WORK REQUEST: Copy out, word for word, the lines from the start of the data below through the line containing "form | each point like <point>85,179</point>", and no others.
■ ■ ■ ■ ■ ■ ■
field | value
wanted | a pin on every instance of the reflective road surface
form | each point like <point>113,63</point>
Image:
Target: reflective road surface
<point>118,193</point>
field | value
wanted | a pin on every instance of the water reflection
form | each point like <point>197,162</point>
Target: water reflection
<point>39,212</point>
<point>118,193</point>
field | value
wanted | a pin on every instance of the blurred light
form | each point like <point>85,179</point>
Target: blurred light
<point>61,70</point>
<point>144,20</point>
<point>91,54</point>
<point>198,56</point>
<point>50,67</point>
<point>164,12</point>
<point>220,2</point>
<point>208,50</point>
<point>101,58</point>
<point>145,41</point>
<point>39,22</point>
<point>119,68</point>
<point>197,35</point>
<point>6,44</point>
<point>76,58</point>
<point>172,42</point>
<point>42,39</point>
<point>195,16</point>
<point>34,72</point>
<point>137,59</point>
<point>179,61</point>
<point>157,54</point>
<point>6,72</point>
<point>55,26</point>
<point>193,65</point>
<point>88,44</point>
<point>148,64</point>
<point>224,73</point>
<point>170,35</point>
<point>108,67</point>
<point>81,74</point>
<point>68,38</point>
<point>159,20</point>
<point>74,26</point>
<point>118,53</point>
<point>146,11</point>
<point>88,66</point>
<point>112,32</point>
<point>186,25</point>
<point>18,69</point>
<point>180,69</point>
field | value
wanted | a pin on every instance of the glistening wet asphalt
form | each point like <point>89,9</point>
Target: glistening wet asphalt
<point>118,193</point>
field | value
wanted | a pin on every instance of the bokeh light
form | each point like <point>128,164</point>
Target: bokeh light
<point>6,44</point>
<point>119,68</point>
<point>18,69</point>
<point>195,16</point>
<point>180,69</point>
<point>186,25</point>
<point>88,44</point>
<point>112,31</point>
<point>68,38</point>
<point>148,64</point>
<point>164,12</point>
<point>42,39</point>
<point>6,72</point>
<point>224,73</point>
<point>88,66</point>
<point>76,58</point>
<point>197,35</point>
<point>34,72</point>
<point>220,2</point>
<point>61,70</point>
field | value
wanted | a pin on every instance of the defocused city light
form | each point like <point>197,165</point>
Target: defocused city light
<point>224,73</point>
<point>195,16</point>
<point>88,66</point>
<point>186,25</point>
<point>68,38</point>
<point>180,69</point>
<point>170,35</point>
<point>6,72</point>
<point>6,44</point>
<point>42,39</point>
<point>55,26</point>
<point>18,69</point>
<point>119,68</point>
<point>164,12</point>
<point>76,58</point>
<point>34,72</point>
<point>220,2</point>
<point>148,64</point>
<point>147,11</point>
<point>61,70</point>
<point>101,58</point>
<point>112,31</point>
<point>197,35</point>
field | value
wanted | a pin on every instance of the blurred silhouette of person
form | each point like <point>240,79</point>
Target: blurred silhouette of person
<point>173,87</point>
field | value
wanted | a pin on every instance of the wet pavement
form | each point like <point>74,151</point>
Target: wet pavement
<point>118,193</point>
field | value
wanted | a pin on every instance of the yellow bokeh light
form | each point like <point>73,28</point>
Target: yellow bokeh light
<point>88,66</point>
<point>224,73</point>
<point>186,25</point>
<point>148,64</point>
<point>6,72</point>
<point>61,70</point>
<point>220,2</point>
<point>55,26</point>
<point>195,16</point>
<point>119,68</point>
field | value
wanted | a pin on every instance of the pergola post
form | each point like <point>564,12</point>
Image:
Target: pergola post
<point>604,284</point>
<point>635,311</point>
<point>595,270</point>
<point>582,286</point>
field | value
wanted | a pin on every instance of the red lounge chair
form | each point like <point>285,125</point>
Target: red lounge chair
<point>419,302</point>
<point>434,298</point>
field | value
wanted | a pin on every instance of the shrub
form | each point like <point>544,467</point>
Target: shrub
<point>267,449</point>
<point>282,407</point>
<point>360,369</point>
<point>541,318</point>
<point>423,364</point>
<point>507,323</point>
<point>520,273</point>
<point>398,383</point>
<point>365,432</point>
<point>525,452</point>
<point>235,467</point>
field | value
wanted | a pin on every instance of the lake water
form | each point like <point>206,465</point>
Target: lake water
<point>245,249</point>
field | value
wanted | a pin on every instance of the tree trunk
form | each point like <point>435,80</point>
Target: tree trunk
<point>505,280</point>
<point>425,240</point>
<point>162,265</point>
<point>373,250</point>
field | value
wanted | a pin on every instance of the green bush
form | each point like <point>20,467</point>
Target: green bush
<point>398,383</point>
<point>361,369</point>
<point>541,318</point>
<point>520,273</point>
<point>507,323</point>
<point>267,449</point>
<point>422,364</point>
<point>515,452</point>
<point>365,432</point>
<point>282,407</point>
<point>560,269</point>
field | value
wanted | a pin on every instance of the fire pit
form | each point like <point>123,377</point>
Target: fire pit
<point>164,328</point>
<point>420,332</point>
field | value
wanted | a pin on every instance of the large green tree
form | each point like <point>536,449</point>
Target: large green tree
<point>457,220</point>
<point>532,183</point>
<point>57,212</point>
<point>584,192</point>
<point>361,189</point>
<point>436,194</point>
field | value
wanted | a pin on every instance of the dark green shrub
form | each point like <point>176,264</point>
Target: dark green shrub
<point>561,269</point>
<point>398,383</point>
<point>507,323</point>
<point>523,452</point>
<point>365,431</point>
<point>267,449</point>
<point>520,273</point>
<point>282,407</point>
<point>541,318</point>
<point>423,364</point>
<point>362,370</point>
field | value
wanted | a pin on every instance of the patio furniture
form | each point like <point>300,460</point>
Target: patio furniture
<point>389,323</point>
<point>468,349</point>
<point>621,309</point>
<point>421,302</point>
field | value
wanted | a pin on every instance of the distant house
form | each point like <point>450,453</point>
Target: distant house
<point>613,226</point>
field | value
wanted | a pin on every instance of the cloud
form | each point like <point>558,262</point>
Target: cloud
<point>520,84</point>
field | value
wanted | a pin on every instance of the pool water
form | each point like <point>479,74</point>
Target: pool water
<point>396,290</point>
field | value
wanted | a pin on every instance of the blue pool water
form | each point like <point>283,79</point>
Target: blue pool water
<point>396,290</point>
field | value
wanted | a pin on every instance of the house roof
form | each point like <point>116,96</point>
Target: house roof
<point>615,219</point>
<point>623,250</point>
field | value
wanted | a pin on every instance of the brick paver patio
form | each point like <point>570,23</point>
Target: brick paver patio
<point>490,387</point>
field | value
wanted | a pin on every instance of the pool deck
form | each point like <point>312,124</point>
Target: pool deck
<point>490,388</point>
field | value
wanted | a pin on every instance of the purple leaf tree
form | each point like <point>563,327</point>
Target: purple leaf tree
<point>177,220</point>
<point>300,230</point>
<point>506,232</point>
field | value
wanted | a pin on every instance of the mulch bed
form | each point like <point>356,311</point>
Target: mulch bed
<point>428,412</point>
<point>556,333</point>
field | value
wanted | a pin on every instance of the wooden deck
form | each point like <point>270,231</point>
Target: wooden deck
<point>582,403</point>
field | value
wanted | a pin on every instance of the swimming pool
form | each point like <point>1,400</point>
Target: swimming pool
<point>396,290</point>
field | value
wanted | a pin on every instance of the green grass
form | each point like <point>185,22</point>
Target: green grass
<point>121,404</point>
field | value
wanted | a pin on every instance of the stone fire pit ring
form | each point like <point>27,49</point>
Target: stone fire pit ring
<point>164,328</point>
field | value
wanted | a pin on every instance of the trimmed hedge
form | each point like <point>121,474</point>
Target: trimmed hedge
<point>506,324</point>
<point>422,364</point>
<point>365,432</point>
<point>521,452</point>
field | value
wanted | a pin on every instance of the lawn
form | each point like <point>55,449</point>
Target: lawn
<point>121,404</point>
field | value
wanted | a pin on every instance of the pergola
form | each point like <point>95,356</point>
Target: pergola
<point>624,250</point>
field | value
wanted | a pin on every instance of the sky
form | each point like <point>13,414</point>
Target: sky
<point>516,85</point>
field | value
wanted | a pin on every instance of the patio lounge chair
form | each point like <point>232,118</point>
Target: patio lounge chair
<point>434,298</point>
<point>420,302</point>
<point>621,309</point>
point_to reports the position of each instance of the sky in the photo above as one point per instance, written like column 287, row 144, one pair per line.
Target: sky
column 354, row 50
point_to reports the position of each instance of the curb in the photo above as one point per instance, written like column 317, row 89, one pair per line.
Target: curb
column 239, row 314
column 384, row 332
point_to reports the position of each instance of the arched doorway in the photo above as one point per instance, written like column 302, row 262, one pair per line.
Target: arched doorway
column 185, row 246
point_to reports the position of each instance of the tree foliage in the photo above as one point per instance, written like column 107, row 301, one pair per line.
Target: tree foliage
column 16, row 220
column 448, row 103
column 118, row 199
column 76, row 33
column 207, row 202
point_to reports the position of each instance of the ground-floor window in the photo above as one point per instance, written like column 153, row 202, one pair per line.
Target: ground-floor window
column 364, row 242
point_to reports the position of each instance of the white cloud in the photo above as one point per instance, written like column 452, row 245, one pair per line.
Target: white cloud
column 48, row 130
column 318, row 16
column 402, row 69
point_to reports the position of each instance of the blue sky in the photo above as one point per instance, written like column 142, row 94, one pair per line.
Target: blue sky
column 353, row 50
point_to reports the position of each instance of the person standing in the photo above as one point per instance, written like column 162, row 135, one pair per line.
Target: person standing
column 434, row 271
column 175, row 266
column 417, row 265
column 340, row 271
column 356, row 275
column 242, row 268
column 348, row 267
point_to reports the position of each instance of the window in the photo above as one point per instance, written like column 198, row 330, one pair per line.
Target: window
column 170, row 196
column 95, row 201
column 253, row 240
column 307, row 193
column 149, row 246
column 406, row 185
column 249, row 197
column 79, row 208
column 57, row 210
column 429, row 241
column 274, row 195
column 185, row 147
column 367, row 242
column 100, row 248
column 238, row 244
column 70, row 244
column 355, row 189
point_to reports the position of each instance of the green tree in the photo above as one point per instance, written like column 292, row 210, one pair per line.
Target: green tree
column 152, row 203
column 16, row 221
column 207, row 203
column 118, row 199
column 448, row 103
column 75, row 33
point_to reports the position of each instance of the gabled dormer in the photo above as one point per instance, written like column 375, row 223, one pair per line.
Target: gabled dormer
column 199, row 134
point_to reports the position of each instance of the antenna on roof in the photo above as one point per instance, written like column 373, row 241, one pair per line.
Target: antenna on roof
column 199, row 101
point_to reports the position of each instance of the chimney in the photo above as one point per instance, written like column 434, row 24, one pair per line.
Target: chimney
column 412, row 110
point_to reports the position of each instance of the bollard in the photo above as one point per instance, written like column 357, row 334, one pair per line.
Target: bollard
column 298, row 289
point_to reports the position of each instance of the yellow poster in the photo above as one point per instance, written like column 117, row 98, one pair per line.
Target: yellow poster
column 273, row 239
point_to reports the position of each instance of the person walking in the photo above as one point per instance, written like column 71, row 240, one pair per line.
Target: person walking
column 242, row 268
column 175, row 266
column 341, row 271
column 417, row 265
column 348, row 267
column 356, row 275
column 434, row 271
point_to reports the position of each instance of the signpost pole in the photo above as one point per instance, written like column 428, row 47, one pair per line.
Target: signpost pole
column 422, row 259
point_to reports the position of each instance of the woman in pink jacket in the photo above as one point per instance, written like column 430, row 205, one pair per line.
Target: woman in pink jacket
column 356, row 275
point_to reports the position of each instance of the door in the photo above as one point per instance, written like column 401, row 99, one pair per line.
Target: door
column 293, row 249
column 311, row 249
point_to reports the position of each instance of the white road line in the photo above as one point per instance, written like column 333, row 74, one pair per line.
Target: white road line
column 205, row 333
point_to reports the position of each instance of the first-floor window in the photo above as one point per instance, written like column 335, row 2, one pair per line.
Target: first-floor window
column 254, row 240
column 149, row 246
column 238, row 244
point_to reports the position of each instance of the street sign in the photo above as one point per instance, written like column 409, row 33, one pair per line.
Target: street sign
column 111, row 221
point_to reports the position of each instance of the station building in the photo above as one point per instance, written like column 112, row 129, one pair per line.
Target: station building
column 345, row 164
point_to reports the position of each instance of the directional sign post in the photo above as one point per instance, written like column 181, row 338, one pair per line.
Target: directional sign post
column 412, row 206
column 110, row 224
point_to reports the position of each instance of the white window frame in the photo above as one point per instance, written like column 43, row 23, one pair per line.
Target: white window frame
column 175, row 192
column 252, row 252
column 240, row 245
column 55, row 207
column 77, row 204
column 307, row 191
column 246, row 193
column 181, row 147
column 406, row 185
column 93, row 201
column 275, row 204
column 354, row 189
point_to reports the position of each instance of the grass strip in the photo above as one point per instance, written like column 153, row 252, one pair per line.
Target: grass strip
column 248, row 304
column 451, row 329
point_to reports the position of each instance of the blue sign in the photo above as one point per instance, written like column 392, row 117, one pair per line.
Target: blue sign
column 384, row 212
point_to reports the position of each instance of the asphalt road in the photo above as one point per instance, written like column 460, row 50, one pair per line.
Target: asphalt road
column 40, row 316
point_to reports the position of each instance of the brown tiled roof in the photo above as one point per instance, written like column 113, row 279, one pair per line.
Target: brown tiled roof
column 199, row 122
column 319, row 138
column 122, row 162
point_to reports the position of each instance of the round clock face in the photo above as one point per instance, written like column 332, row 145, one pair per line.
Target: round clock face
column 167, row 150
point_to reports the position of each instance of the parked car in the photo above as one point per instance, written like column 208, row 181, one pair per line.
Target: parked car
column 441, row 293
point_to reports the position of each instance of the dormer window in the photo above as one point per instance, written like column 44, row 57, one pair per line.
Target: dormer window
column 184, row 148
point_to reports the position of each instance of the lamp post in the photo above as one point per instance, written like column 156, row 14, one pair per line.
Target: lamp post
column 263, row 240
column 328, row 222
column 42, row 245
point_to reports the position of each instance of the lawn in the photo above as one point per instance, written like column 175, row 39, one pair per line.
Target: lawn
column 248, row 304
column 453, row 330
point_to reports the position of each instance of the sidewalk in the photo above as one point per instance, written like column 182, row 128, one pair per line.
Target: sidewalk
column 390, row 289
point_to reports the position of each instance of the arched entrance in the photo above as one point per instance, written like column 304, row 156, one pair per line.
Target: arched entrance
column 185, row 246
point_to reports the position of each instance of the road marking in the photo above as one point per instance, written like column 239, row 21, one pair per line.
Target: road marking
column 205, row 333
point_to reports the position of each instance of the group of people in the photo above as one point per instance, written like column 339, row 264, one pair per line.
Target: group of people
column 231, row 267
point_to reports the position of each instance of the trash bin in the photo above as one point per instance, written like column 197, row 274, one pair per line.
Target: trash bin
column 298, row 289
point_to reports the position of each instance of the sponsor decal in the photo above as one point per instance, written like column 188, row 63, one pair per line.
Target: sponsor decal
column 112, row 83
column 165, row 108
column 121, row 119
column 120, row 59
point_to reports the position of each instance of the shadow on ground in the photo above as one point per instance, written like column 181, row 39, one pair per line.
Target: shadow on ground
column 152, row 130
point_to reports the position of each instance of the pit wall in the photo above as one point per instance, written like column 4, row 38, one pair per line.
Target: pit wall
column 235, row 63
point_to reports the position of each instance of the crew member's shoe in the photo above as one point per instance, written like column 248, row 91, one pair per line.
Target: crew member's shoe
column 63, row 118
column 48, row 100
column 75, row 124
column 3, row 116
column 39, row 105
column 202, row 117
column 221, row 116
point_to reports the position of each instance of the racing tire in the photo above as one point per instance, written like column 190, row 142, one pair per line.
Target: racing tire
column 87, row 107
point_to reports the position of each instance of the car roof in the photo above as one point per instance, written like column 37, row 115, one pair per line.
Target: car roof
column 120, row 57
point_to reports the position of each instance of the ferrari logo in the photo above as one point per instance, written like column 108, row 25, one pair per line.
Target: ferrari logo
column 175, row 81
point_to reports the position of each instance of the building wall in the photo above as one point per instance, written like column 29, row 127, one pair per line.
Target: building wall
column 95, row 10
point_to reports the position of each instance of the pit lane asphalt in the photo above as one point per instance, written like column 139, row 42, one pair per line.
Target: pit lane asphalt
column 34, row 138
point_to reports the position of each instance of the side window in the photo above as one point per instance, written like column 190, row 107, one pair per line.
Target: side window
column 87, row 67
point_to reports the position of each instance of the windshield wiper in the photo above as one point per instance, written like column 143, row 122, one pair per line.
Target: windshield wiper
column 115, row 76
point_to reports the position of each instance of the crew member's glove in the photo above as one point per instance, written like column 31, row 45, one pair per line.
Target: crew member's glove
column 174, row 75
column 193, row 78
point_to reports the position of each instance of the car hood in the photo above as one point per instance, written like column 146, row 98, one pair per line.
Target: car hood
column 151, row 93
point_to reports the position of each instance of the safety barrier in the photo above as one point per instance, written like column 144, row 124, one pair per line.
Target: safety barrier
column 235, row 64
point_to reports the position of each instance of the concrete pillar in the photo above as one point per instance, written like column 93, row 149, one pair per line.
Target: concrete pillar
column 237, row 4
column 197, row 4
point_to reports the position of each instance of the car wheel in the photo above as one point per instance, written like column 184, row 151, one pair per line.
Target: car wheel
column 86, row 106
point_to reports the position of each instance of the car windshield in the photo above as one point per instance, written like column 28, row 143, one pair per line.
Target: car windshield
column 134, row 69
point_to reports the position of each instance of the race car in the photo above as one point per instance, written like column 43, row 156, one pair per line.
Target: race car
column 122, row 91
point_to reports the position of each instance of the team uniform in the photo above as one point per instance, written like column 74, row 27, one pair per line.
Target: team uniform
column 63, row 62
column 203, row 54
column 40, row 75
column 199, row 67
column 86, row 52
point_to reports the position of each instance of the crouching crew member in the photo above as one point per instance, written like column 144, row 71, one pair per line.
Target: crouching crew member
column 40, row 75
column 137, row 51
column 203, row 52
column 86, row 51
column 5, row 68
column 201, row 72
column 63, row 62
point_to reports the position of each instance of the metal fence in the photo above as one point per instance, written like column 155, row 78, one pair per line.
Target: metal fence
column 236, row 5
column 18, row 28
■ ■ ■ ■ ■ ■ ■
RESPONSE BELOW:
field | value
wanted | a pin on every instance of the reflective road surface
form | each point like <point>113,63</point>
Image:
Target: reflective road surface
<point>118,193</point>
field | value
wanted | a pin on every instance of the water reflection
form | each point like <point>197,162</point>
Target: water reflection
<point>39,212</point>
<point>118,193</point>
field | value
wanted | a pin on every instance of the blurred light
form | each point like <point>85,179</point>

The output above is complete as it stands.